Exercise task — Write each line of the items below as one string in a JSON list, skipping blank lines and leaving the pictures out.

Segmentation dataset items:

::::::

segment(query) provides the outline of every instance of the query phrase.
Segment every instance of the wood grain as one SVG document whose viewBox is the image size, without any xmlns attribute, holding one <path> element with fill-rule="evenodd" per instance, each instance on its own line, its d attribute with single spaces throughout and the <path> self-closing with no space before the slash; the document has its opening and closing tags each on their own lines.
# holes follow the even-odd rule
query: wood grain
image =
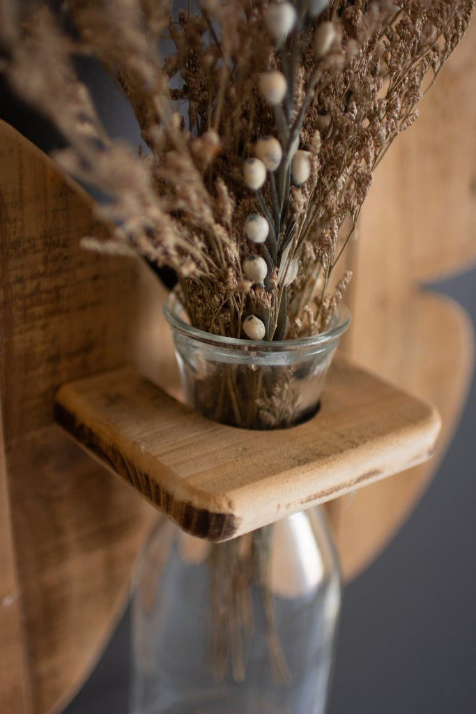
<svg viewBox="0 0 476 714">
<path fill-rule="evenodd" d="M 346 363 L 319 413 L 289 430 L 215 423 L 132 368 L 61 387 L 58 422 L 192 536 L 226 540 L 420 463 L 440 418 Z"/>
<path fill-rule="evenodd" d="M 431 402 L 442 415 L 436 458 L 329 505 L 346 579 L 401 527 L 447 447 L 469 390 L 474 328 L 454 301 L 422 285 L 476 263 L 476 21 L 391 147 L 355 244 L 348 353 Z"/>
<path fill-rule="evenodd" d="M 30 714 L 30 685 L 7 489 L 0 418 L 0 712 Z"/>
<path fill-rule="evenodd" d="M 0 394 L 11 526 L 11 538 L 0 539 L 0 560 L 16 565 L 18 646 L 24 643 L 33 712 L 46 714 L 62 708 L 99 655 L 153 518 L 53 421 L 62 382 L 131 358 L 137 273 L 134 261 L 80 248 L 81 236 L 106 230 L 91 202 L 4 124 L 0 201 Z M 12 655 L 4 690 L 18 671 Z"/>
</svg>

::::::

The completed task —
[
  "segment(query) provides the outline of every instance of the query phrase.",
  "Segment every instance of the wood grain as one SVG document whose viewBox is the image size, without any xmlns attribute, holding one <path> element with fill-rule=\"evenodd\" per instance, each instance on its own line, its d attribute with single spaces throughout and the <path> self-closing with no space before the slash; the document has its opening and closing tags each on their own lines.",
  "# holes follow the even-odd rule",
  "query: wood grain",
  "image =",
  "<svg viewBox=\"0 0 476 714\">",
  "<path fill-rule=\"evenodd\" d=\"M 346 363 L 319 413 L 289 430 L 215 423 L 132 368 L 61 387 L 58 422 L 192 536 L 226 540 L 420 463 L 440 418 Z\"/>",
  "<path fill-rule=\"evenodd\" d=\"M 431 402 L 442 415 L 436 458 L 329 505 L 346 579 L 401 527 L 447 447 L 469 390 L 474 328 L 454 301 L 422 285 L 476 263 L 476 21 L 391 147 L 355 244 L 348 353 Z\"/>",
  "<path fill-rule=\"evenodd\" d=\"M 30 714 L 30 685 L 7 489 L 0 418 L 0 712 Z\"/>",
  "<path fill-rule=\"evenodd\" d=\"M 0 394 L 11 526 L 11 538 L 0 539 L 0 560 L 16 565 L 18 646 L 24 643 L 33 712 L 46 714 L 62 708 L 99 655 L 153 518 L 53 421 L 62 382 L 131 358 L 137 273 L 134 261 L 80 248 L 81 236 L 106 230 L 91 202 L 4 124 L 0 201 Z M 12 655 L 4 690 L 18 671 Z\"/>",
  "</svg>"
]